Exercise material.
▼▼▼

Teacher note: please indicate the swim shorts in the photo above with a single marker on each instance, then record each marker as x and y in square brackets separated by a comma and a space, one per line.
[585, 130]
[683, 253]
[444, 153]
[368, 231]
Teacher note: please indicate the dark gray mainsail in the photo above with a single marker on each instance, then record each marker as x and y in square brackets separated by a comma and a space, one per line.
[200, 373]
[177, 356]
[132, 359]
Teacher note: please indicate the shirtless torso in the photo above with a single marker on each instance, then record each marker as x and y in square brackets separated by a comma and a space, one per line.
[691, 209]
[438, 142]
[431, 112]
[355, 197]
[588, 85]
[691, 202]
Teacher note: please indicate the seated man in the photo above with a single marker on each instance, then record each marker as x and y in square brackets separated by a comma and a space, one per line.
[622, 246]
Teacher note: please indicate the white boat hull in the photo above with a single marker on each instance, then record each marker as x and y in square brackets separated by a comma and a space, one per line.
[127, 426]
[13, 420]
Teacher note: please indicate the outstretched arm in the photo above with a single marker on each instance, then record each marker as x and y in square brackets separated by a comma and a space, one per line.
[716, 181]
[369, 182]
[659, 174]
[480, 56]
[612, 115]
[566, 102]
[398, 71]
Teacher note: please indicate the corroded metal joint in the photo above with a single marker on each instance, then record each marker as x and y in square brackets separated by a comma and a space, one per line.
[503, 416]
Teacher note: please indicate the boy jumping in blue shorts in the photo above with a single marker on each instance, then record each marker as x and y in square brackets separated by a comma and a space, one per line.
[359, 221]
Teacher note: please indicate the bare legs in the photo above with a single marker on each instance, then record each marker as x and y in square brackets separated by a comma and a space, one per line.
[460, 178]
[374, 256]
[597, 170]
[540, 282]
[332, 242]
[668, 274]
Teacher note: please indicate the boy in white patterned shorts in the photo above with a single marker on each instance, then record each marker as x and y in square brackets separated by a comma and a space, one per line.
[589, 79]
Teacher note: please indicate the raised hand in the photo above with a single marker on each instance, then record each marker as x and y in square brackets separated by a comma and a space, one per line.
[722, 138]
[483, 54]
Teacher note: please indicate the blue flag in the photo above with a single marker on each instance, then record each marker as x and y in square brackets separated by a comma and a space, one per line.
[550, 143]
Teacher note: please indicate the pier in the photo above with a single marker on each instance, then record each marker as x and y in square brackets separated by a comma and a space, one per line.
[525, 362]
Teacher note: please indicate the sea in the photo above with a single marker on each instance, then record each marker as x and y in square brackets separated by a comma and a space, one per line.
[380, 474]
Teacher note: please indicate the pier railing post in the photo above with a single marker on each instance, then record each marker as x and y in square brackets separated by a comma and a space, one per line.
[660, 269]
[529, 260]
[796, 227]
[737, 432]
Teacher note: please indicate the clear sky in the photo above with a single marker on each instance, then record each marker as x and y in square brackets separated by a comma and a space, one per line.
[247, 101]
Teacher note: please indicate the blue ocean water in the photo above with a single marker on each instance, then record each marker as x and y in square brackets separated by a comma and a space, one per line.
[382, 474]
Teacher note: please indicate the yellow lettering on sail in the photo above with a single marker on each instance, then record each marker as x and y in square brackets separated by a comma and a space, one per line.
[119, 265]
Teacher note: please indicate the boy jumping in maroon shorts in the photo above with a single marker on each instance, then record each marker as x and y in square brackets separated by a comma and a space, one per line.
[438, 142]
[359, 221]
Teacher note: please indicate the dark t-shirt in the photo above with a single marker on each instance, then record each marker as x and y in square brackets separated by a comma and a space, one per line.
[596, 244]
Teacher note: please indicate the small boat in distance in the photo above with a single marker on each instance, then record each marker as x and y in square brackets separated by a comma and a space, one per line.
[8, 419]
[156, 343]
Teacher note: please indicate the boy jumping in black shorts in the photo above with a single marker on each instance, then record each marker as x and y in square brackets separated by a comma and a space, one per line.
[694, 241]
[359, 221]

▲▲▲

The exercise. Copy out every record above, word for word and line for line, with nothing changed.

Written reply.
Teacher note: please indicate the swim shorts in the photo above with a single marker on each instance, then record each marker as x and y in square brackets separated by a comma and a space, one per line.
[585, 130]
[683, 253]
[444, 153]
[368, 231]
Teacher note: please indicate the dark gray mainsail in the photo above with a single marker on each instance, then record each marker as x and y in square brackets separated by a comma and a space, one per line.
[200, 373]
[177, 356]
[132, 359]
Teacher note: please indicate the shirtless torso in the photo above with a single marker on each instance, then record each marker as x and y in square brackets separated by a comma and a space, one per line.
[691, 209]
[438, 142]
[431, 112]
[355, 197]
[588, 85]
[691, 202]
Teacher note: please indicate the seated man in the photo above with a single marker on each instance, then record each marker as x and y in square brackets separated by a comma and a space, one per line.
[622, 246]
Teacher note: please indicate the white boat hull in the photo above with a single marker on each instance, then record each marker as x and y in square brackets separated by a comma and a space, one per line.
[127, 426]
[13, 420]
Teacher note: please indicate the outstretched arm in the photo above with a single marker on each instance, then record each marker as x and y in square brackets separated by a comma and a space, one per line.
[716, 181]
[369, 182]
[659, 174]
[480, 56]
[612, 115]
[566, 102]
[398, 71]
Teacher note: please indicate the corroded metal joint in the photo above with a single marker on each instance, then record each marker as x and y in square brackets separated by a comma and a space, one per line.
[503, 416]
Teacher note: please indicate the boy jumping in blue shorts in the photo above with a single marker on each instance, then record each marker as x and y in square brackets separated by a comma and a space, one per line.
[359, 221]
Teacher note: please indicate the bare legs in the photo above with a single marker on each instance, then record each marker as x and y in square brackets separated by a comma and a space, one per line.
[460, 178]
[374, 256]
[597, 170]
[540, 282]
[332, 242]
[668, 274]
Teacher note: please indicate the boy in white patterned shorts in the photo above with a single marker on each instance, then record each marker as x and y in square brackets separated by a comma and a space, one per line.
[589, 79]
Teacher note: please indicate the raised hand in the photo above with a single marker on each instance, then record each marker as x and y in square brackets separated by a comma and a space, one per line.
[722, 138]
[483, 54]
Teacher note: please indicate the blue flag in the photo above with a single marker on each instance, then record each marker as x and y in square brackets separated by a comma and a space, one per line.
[550, 143]
Teacher note: please indicate the pier in the photo above with a single marker on each instance, then record each marker as x and y in square brackets separated by a comma and a space, one per line.
[525, 362]
Teacher note: please indicate the sea in the photo above with a single marker on each instance, then record each marker as x and y in square brackets separated by a comma and a space, one per line.
[380, 474]
Teacher note: please indicate the pier railing post in the photo above with a single marker on each instance, then record each marker as x and y in square brackets separated by a comma and a space, one per line.
[660, 269]
[529, 260]
[796, 227]
[737, 432]
Teacher note: please indicate the clear sky in the photo above with a single marker on each instance, then record each marker as x and y in square brackets separated by a comma and a space, one per line.
[247, 101]
Teacher note: please indicate the blue ocean water in the photo above with a single marker on each instance, then record each marker as x and y in square brackets separated by a comma and a space, one per line.
[382, 474]
Teacher note: please indicate the yellow lettering on sail in the photo above with a single marker on each instance, then record each marker as x and y in square brackets separated by a comma and a space, one per line.
[119, 265]
Teacher note: please indicate the boy jumping in maroon shorts in the photo above with a single marker on each instance, then record each marker as x and y in square brackets separated by a comma and a space, one per line.
[438, 142]
[359, 221]
Teacher note: please indicate the dark t-shirt in the photo above with a single marker on each instance, then record each marker as x and y in square brackets separated by a comma and a space, one per line.
[596, 244]
Teacher note: please indicate the small boat in distance in the photo above with a single marker on each instance, then record each marker as x and y in square brackets separated by a comma and a space, one per line.
[8, 419]
[156, 343]
Teacher note: please indicate the boy jumping in black shorts in the photo above with a single marker on each instance, then record each marker as x and y in square brackets separated by a comma and a space, one per line.
[694, 241]
[359, 221]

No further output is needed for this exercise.